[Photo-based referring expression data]
*****
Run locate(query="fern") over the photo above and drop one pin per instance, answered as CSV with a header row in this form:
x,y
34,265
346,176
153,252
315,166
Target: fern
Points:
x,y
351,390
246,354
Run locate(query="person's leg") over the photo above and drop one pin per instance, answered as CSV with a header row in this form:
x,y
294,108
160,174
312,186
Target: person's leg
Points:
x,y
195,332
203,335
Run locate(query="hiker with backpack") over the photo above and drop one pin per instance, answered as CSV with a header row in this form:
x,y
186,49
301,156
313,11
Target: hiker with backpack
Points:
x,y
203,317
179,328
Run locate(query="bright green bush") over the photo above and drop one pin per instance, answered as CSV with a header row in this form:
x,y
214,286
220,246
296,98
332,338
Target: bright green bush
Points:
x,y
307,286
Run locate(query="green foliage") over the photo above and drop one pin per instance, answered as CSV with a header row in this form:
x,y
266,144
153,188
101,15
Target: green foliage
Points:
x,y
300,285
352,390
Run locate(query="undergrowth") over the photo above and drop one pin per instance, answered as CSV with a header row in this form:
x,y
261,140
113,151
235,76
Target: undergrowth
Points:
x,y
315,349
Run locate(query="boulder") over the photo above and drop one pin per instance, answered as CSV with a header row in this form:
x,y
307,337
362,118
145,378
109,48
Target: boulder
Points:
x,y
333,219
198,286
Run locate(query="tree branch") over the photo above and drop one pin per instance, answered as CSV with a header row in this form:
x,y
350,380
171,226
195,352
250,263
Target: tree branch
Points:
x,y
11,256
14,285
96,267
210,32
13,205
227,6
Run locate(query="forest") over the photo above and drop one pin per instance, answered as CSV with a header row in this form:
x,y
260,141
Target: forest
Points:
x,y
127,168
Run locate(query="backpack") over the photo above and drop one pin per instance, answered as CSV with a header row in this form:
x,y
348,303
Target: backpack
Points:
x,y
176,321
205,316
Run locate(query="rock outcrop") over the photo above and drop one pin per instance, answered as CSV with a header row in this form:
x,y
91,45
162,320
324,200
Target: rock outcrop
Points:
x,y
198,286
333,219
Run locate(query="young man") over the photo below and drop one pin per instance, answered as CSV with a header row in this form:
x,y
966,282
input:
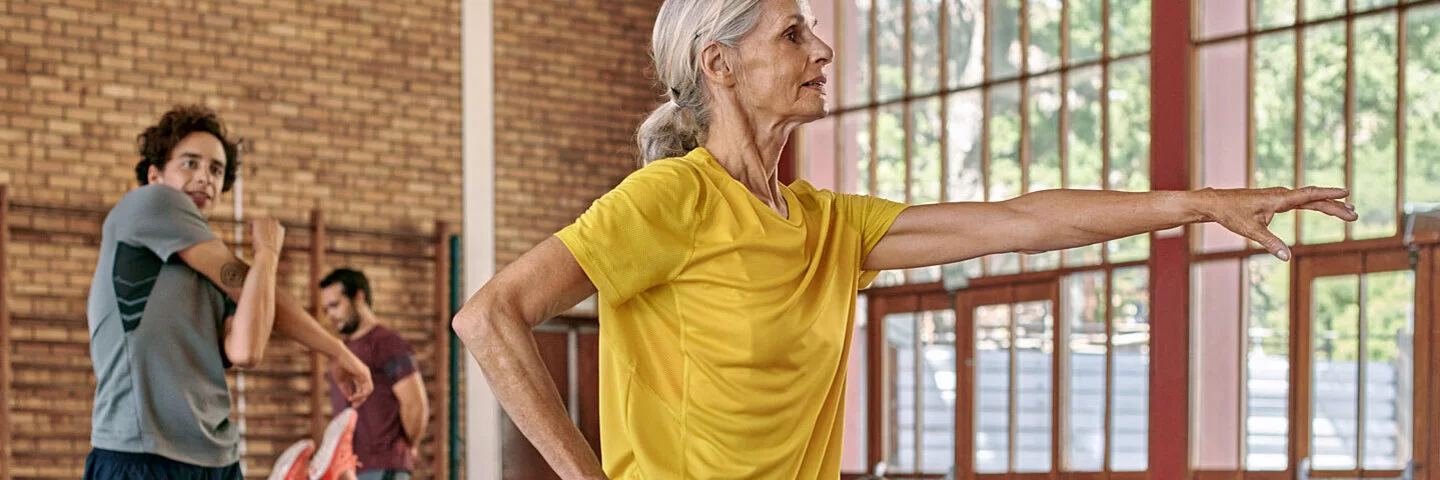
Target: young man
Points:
x,y
172,309
390,424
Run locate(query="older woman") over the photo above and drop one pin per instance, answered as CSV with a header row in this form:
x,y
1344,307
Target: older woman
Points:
x,y
726,297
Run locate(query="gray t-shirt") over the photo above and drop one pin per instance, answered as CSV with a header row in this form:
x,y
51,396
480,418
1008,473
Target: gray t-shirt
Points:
x,y
157,333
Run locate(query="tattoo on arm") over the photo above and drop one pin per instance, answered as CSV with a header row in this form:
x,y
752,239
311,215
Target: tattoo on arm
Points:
x,y
234,274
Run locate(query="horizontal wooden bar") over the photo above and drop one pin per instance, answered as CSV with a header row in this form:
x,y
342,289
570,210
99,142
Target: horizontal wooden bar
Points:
x,y
991,82
1420,240
1355,473
1311,23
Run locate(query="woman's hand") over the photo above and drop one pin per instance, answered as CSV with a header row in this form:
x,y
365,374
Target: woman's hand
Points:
x,y
1249,211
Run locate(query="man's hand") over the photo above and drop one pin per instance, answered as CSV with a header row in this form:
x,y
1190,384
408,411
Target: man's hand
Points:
x,y
353,378
268,234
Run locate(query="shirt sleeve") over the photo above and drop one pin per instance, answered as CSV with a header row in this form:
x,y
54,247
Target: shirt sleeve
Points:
x,y
641,234
162,219
871,216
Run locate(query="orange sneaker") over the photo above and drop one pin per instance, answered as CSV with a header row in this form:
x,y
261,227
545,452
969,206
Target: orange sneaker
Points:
x,y
336,454
294,463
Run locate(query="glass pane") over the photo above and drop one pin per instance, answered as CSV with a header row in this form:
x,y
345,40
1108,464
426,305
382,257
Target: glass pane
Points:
x,y
890,153
1083,162
1371,5
1129,126
1422,108
1390,361
1044,35
925,152
1275,121
1267,363
854,152
938,391
900,398
966,36
1324,9
1044,150
1004,163
1044,133
992,388
1083,139
1216,363
1223,120
1324,124
1373,129
1129,26
965,118
1272,13
1004,38
1086,28
1129,143
854,52
1221,18
818,159
1129,389
1085,312
890,64
1034,356
1004,137
1335,314
925,46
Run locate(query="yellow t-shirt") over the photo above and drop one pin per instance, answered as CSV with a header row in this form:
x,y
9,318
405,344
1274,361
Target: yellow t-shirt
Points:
x,y
725,327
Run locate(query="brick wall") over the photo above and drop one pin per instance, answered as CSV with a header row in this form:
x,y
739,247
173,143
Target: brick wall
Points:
x,y
352,107
573,80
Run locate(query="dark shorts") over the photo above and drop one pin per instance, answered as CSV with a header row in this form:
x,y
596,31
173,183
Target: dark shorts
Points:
*****
▶ _Exercise brief_: All of the data above should be transcribed verbatim, with pictures omitted.

▶ _Task solution_:
Run locate(query="fern") over the photo above and drop one pin per instance, answered as CSV with a header row in this form:
x,y
34,265
346,176
153,252
315,166
Target: fern
Points:
x,y
351,390
246,354
Run locate(query="person's leg") over the photo above and drop one pin per instance, answered as CSV with a header row in this form:
x,y
294,108
160,174
312,186
Target: person's leg
Points:
x,y
195,332
203,335
Run locate(query="hiker with backpack") over the photo above and drop one pin per instance, answered as CSV with a header row in this form:
x,y
186,49
301,156
313,11
Target: hiker with backpack
Points:
x,y
203,317
179,328
Run locate(query="bright green bush") over the photo above and drop one pin per instance, answered as CSV with a header row in this form:
x,y
214,286
220,246
296,98
332,338
Target: bright green bush
Points:
x,y
307,286
Run locate(query="green foliage") over the photo above and drop one pin per instance, answered as CSV with a header row in this form:
x,y
266,144
153,188
101,15
Target: green foliage
Points:
x,y
300,285
352,390
Run locate(query="undergrowth") over the photo above and drop one pin per instance, answered as CSV with a header row in this form:
x,y
261,140
113,151
235,76
Target: undergrowth
Points:
x,y
315,349
Run locate(query="boulder") over the photo above and drop one pin per instance, answered as CSV with a header row in this form:
x,y
307,337
362,118
145,378
109,48
Target: boulder
Points:
x,y
333,219
198,286
Run locate(query="tree branch") over the photo above and drop one pin per instance, answered as CSV with a header row in this form:
x,y
350,380
171,226
195,352
250,263
Target: tree branch
Points:
x,y
11,256
14,285
96,267
210,32
13,205
227,6
Run locate(query="forest") over the photo above and drop one pin per instance, answered as CSV with a header row in this form:
x,y
260,141
Target: forest
Points:
x,y
127,168
Run locate(query="backpack") over the photo above and drop one pin per instance, answered as CSV with a header row in this form:
x,y
348,303
Target: backpack
Points:
x,y
176,321
205,316
Run locate(query="rock outcrop") over the photo above and drop one pin per instance, answered as CSV with a header row in this form:
x,y
91,45
162,320
324,200
Target: rock outcrop
Points:
x,y
198,286
333,219
Run locate(query="young man") over the photo below and drop one pin per instance, answered as CSV with a header row in this form:
x,y
966,282
input:
Target: young man
Points:
x,y
172,309
390,424
Run locate(query="older woman") over the photo above and drop one pin per instance, answered as CSV with a header row in this form:
x,y
1344,307
Target: older woman
Points:
x,y
726,297
Run locate(query="gray t-shirt") over the photo above and drop one pin per instance, answered as CSV with a header row in this form:
x,y
51,396
480,418
1008,473
Target: gray t-shirt
Points:
x,y
157,333
Run locate(query="tattoo on arm") over the photo above and drop one pin per instance, answered as CSV with a header row in this form:
x,y
752,239
311,215
Target: tattoo on arm
Points:
x,y
234,274
Run locate(query="horizontal wooden bar") over the photo above and drop one pin per instance, answered as CSV with a header row in this form:
x,y
342,289
570,210
99,142
Target: horizontal wooden bar
Points:
x,y
991,82
1420,240
1355,473
1311,23
Run locate(query="woman's hand") over the photo above and drop one pin per instance, answered as CSV with a header row in this form:
x,y
365,374
Target: woman's hand
Points:
x,y
1249,211
Run locate(query="man's hand") over the photo above and drop one pin per instance, answered as CSV with a header row in this form:
x,y
1190,384
408,411
Target: man's hand
Points:
x,y
353,378
268,234
Run locate(query="shirt sleeve") over the photo above and drop one pin per instance, answered as CSV with a header row in this form:
x,y
54,247
Target: shirt sleeve
Points:
x,y
641,234
162,219
871,216
Run locate(query="orange sneaker") over the photo above and drop one pin per instance, answered as CSV with a header row in this form:
x,y
261,227
545,452
969,206
Target: orange sneaker
Points:
x,y
336,454
294,463
Run locate(query="glass pane") over the photo above and drop one pin per instance, answered as CSV with a header row in this form:
x,y
345,40
1108,464
426,305
382,257
Target: glass pane
Points:
x,y
890,153
1083,162
1371,5
1129,126
1422,108
1390,361
1044,35
925,152
1275,121
1267,363
854,152
938,391
900,398
966,36
1324,9
1044,150
1004,163
1044,133
992,388
1083,139
1216,363
1223,120
1324,124
1373,129
1129,26
965,118
1272,13
1004,38
1086,28
1129,143
854,52
1221,18
818,159
1129,389
1085,312
890,64
1034,356
1004,137
1335,314
925,46
Run locate(query="yellow t-shirt") over the photo above and drop one pin per instance, answered as CSV with a header row in this form:
x,y
9,318
405,344
1274,361
Target: yellow t-shirt
Points:
x,y
725,327
Run locate(query="brick wall") over the photo above and drop one pin per instance, answered as CSV with a header row in this form:
x,y
739,247
173,143
Target: brick wall
Points:
x,y
352,107
573,80
Run locate(query="dark shorts") over the photo above and drop one pin per instance, answered as CSV with a header row in this form:
x,y
596,31
173,183
Target: dark shorts
Points:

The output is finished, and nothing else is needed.